### Extrait du document ###
Une nouvelle puissance est ainsi
révélée, celle de la croix. « Ce qu’il y a de fou dans le monde, voilà ce
que Dieu a choisi pour confondre les sages » (1 Co 1, 27). Dans le
Magnificat Marie chante de manière anticipée cette révolution silencieuse
opérée par la venue du Christ : « Il a renversé les puissants de leurs
trônes » (Lc 1, 52).
Qui est accusé par cette dénonciation du pouvoir
? Uniquement les tyrans et les dictateurs ? Si seulement il en était ainsi !
Dans ce cas, il s’agirait d’exceptions. En revanche, cela nous concerne
tous. Le pouvoir a des ramifications infinies, il s’insère partout, comme le
sable du Sahara lorsque souffle le sirocco. Dans l’Eglise également. La
question du pouvoir ne se pose donc pas seulement pour le monde politique.
Si nous nous arrêtons ici, nous ne faisons que nous unir à la foule de ceux
qui sont toujours prêts à frapper la poitrine… des autres, en signe de
repentir pour leurs propres fautes. Il est facile de dénoncer les fautes
collectives, ou du passé ; plus difficile de dénoncer les fautes
personnelles ou du présent.
Marie affirme que Dieu : « Déployant la
force de son bras, il disperse les superbes, il renverse les puissants de
leurs trônes Lc 1, 51 s.). Elle indique de manière implicite un domaine
précis dans lequel il faut commencer à combattre la « volonté de puissance
», le domaine du cœur. Notre intelligence (« les pensées du cœur ») peut
devenir une sorte de trône sur lequel nous siégeons, pour dicter des lois et
foudroyer ceux qui ne s’y soumettent pas. Nous sommes – sur le plan des
désirs au moins, sinon dans les faits – des « puissants sur des trônes ».
### Informations fournies ###
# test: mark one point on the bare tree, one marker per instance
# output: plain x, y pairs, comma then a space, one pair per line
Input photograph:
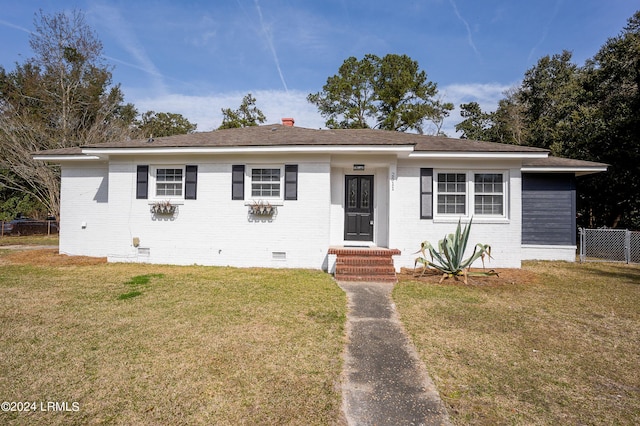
###
— Vos tâches —
- 1) Dans le texte sur le pouvoir, à quoi est comparée la façon dont le pouvoir s'insère partout ?
- 2) Poursuivez le texte sur le pouvoir après sa dernière phrase.

— Réponses par tâche —
- 1) Au sable du Sahara lorsque souffle le sirocco.

- 2)
Dans la famille elle-même, il peut arriver malheureusement que notre volonté
innée de domination et de répression se manifeste, provoquant des
souffrances continues à ceux qui en sont victimes ; souvent (mais pas
toujours), la femme.
Qu’oppose l’Evangile, au pouvoir ? Le service !
Un pouvoir pour les autres et non pas sur les autres. Le pouvoir confère une
autorité, mais le service confère quelque chose de plus, l’autorité dans le
sens de poids, qui signifie respect, estime, ascendant réel sur les autres.
Au pouvoir, l’Evangile oppose également la non-violence, c’est-à-dire un
pouvoir d’un autre type, un pouvoir moral et non physique. Jésus disait
qu’il aurait pu demander au Père douze légions d’anges pour mettre en
déroute les ennemis qui s’apprêtaient à venir le crucifier (Mt 26, 53), mais
il préféra prier pour eux. Et c’est ainsi qu’il remporta sa victoire.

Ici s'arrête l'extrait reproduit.